**READING TEXT**
>> BEGIN
Market Street, San Francisco’s most-congested promenade, is finally going car free. The move is long overdue—as it stands, it’s one big confusing cluster of cars, bikes and pedestrians that makes up a perfect environment for accidents to happen. And they do: there were 123 injury collisions on the street during the last year alone.

Starting early next year, though, things will start to change under the Better Market Project (approved in October). Although it will take a few years to get the project fully up and running, many of the proposed changes are slated for early 2020, part of San Francisco’s Municipal Transit Agency (SFMTA)’s new “quick build” model. And the future of Market Street looks downright utopian, especially compared to its dangerous present.

The plan puts San Francisco at the forefront of what is now a worldwide movement towards car-free streets.

Once completed, more than two miles of the street will be closed to private vehicles, with only taxis and public-transit vehicles allowed. Ubers and Lyfts will have to stick to designated loading zones on side streets. Sidewalks will be extended, and transit connections to the area increased. Muni will have its designated lane in the center, while the outer lanes of the street will be reserved for Muni buses and commercial vehicles. New “bikeways” — raised bike lanes at the sidewalk level rather than the street level— will protect cyclists. Market Street’s main drag will be transformed into a more usable public space.

The plan puts San Francisco at the forefront of what is now a worldwide movement towards car-free streets—one modeled after European cities such as Oslo, Berlin, and Madrid that have shut down certain areas to vehicle traffic in an attempt to control emissions, reduce traffic injuries, and make city streets a more pleasant place to be. San Francisco is the second city in the United States to vote for a car-free major corridor — NYC was the first — but advocates are hoping that others will follow suit.
>> END
**RAW DATA**
>> BEGIN
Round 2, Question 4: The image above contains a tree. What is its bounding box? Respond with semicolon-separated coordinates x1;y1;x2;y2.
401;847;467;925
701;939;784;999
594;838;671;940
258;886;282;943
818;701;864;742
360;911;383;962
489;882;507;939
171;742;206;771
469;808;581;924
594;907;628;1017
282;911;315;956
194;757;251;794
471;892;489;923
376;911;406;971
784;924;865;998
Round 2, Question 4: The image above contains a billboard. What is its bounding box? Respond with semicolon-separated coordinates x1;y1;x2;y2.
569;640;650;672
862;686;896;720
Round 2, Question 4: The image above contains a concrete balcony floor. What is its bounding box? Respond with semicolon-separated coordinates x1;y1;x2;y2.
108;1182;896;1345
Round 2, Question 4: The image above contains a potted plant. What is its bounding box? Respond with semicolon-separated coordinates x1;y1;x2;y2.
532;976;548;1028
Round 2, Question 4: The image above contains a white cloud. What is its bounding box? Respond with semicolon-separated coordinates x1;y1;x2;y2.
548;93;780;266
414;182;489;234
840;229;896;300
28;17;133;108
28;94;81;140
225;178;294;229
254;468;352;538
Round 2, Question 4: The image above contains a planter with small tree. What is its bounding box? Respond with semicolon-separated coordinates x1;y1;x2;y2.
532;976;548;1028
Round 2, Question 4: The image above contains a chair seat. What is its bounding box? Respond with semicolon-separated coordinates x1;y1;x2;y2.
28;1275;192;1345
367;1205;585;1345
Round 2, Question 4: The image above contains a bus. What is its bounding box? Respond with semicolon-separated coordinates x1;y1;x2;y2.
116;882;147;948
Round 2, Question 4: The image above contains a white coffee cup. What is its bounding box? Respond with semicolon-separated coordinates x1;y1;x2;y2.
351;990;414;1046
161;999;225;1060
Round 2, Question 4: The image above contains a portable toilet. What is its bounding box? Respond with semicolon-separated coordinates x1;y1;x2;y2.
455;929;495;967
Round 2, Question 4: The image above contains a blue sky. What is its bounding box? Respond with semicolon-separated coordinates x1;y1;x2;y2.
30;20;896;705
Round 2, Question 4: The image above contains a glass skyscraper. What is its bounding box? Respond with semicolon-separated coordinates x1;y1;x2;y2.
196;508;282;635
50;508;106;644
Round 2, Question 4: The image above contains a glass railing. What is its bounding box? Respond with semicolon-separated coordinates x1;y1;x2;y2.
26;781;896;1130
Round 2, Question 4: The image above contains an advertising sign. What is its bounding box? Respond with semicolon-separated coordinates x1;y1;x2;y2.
>> END
**TASK LIST**
**a.** From the Market Street text, reproduce the part that opens with the words containing "Starting early next" and closes with "towards car-free streets.".
**b.** Using the Market Street text, answer these questions:
(i) How many injury collisions happened on the street during the last year?
(ii) In which month was the Better Market Project approved?
(iii) Which city was the first in the United States to vote for a car-free major corridor?
**c.** Name every European city that the Market Street text cites as a model for the car-free street movement.

**RESPONSES BY TASK**
**a.**
Starting early next year, though, things will start to change under the Better Market Project (approved in October). Although it will take a few years to get the project fully up and running, many of the proposed changes are slated for early 2020, part of San Francisco’s Municipal Transit Agency (SFMTA)’s new “quick build” model. And the future of Market Street looks downright utopian, especially compared to its dangerous present.

The plan puts San Francisco at the forefront of what is now a worldwide movement towards car-free streets.

**b.**
(i) 123
(ii) October
(iii) NYC

**c.** Oslo, Berlin, Madrid